# Data records
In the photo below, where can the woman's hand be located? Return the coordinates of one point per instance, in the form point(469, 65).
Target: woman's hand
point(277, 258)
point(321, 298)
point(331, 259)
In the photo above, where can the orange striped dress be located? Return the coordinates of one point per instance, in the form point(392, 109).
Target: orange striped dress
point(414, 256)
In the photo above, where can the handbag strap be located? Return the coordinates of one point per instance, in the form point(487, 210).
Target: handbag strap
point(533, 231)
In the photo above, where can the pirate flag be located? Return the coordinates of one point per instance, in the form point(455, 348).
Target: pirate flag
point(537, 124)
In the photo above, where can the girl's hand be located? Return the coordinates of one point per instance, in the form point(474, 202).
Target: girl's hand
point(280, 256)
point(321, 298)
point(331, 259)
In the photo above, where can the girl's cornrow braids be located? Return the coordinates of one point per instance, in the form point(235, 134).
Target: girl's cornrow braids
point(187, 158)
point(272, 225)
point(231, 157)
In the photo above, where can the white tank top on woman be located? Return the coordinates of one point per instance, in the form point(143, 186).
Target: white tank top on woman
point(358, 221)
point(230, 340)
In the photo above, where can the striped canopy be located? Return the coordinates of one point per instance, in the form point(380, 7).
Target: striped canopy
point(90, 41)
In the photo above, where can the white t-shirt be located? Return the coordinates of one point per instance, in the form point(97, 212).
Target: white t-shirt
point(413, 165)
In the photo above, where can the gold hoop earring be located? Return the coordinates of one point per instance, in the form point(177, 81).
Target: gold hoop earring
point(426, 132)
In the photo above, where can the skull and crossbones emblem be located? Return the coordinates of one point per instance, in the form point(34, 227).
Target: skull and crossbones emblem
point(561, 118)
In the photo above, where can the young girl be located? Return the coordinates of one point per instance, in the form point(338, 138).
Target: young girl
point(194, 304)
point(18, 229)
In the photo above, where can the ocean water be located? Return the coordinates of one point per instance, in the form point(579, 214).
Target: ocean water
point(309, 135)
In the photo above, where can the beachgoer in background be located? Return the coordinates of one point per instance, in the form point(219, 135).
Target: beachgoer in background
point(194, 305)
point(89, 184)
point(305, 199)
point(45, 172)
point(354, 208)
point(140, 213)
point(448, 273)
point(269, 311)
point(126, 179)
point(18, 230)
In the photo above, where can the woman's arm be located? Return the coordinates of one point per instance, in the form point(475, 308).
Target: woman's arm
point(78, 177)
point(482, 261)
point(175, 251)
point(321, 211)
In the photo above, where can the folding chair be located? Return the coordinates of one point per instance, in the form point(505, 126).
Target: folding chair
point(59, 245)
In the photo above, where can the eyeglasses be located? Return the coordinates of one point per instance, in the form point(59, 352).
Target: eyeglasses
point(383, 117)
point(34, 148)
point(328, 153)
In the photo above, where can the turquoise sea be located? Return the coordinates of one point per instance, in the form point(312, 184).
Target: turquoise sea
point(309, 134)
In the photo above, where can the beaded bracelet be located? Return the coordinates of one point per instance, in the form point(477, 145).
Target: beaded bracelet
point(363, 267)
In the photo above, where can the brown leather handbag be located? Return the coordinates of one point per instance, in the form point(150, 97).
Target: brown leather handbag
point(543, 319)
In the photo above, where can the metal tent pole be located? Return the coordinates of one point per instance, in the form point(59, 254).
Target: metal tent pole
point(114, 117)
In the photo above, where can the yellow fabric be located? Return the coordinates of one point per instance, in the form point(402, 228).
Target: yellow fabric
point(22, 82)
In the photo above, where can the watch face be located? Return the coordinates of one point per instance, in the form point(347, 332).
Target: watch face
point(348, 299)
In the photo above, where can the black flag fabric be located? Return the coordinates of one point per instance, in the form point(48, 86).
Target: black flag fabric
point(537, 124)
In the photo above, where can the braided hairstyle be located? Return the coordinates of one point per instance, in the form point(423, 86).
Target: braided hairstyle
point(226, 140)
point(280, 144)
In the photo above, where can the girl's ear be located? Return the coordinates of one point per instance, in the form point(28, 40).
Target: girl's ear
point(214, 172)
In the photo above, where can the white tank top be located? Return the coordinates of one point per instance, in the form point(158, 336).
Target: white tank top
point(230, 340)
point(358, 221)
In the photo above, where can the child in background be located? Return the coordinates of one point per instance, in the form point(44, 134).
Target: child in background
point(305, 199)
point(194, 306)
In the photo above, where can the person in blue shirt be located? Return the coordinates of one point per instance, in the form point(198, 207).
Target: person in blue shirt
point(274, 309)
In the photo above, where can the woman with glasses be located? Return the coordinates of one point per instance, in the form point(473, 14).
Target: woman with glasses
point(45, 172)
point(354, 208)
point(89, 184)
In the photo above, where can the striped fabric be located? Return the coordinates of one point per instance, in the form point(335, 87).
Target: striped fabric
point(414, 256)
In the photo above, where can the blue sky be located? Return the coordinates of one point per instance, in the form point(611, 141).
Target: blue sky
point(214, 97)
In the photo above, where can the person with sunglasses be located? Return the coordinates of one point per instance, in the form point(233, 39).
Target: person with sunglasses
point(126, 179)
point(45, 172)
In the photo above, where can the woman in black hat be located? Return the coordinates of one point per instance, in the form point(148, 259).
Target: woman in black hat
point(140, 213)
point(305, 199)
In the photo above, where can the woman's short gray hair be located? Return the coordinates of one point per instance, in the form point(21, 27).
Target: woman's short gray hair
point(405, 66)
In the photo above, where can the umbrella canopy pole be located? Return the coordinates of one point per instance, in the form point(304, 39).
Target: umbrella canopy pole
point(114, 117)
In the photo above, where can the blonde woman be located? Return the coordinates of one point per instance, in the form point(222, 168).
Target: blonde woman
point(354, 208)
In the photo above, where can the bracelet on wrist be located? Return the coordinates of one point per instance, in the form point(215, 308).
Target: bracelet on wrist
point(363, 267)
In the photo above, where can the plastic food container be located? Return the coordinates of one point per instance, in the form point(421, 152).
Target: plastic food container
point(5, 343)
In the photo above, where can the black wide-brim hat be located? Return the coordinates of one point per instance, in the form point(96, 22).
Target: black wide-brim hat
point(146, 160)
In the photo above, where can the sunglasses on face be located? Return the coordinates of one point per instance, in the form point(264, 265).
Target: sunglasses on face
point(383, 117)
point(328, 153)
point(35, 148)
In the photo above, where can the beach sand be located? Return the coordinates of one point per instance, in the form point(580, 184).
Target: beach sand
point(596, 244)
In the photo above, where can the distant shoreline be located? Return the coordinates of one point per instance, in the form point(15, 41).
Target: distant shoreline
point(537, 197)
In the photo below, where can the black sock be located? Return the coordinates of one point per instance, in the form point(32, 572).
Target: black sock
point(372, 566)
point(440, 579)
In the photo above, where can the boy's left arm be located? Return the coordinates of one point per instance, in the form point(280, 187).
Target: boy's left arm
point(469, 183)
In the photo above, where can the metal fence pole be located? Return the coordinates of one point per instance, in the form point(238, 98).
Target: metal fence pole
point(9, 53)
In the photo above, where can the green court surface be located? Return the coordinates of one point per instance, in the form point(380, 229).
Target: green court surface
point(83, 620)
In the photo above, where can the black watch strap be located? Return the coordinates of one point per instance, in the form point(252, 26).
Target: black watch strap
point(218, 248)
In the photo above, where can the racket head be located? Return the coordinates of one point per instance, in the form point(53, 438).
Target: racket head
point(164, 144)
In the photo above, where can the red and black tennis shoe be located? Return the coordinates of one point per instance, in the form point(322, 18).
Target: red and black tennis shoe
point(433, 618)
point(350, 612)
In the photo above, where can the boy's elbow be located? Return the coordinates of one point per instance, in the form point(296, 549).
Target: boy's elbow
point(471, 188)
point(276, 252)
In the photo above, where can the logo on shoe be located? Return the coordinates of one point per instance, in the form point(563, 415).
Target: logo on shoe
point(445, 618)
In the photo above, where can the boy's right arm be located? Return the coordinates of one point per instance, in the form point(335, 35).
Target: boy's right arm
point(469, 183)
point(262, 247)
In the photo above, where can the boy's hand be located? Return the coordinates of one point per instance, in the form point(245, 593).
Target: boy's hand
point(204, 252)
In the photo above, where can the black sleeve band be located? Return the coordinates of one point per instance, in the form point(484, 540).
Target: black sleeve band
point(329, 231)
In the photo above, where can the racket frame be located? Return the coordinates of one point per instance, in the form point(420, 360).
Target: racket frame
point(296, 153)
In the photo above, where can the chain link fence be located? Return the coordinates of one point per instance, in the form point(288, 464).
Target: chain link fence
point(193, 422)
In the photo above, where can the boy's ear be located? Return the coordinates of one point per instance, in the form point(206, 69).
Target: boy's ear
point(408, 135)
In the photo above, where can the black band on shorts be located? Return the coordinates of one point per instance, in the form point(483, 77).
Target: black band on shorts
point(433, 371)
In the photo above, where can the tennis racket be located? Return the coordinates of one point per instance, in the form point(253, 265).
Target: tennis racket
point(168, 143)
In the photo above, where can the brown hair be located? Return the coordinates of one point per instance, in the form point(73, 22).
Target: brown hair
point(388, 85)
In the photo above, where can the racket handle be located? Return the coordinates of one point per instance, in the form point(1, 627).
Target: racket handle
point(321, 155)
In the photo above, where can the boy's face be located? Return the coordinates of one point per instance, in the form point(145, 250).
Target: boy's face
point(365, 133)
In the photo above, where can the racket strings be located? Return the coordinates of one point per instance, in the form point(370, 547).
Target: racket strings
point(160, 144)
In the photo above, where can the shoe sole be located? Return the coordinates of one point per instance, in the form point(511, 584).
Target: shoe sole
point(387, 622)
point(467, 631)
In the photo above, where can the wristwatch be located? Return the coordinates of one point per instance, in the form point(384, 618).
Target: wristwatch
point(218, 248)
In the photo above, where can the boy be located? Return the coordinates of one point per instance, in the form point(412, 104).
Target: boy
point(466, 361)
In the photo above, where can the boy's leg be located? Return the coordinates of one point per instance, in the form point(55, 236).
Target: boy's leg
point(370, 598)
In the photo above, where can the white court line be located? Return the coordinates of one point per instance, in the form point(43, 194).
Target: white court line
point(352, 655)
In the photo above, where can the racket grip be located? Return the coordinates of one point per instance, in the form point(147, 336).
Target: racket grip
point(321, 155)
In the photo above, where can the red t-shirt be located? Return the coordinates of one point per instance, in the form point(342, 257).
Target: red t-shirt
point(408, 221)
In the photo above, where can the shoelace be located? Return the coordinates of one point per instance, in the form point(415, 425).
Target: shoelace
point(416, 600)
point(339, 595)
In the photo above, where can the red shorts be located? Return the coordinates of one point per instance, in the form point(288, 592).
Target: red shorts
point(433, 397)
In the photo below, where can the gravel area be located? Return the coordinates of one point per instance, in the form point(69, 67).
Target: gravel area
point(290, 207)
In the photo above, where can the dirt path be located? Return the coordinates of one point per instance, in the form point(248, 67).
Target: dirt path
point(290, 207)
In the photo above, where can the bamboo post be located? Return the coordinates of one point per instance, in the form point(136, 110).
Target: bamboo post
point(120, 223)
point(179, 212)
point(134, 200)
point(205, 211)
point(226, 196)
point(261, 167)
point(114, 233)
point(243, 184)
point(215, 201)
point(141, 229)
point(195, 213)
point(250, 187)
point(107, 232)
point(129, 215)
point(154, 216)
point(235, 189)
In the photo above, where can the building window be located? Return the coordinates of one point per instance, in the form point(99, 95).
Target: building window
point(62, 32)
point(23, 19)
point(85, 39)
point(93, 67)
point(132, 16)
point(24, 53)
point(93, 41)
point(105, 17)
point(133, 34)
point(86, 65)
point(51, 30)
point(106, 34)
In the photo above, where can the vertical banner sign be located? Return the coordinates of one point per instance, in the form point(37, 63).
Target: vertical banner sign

# Task to carry out
Please reproduce the material word for word, starting at the line that contains "In the photo above, where can the distant" and stopping after the line that contains "point(83, 620)".

# Solved exercise
In the photo above, where can the distant shoreline be located? Return the coordinates of one point per instance, in the form point(15, 41).
Target: distant shoreline
point(537, 197)
In the photo below, where can the black sock be located? Return the coordinates of one point per instance, in the form point(32, 572).
Target: black sock
point(372, 566)
point(440, 579)
In the photo above, where can the boy's left arm be located? Return the coordinates of one point per instance, in the form point(280, 187).
Target: boy's left arm
point(469, 183)
In the photo above, where can the metal fence pole be located? Return the coordinates of one point per instance, in the form point(238, 98).
Target: metal fence pole
point(9, 53)
In the photo above, where can the green court surface be located? Return the coordinates of one point per instance, in the form point(380, 229).
Target: green court surface
point(83, 620)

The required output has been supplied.